PROBLEM
Count the lines of the records below that contain the string "concrete", matching case exactly, and give only that number.
* begin EXERCISE INPUT *
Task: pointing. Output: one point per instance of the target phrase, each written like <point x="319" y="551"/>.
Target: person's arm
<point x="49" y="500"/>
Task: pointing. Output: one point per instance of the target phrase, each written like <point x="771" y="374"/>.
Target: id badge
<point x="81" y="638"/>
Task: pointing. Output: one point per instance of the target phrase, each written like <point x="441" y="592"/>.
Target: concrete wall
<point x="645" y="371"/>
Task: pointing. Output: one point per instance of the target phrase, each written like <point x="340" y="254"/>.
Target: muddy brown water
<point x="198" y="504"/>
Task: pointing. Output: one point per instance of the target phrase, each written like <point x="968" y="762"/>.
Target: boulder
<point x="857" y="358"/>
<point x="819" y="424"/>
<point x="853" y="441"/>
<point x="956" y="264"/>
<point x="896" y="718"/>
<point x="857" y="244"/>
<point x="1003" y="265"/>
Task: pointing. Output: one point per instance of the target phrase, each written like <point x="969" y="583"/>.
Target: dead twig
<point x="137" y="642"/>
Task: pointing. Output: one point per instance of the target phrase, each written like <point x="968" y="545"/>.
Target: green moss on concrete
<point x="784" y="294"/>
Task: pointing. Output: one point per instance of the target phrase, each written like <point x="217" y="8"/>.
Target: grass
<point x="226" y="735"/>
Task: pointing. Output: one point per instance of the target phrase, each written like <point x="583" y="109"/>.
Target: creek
* end EXERCISE INPUT *
* begin EXERCISE INPUT *
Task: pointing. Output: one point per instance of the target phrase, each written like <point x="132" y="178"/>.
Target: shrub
* end EXERCISE INPUT *
OUTPUT OF THE EXERCISE
2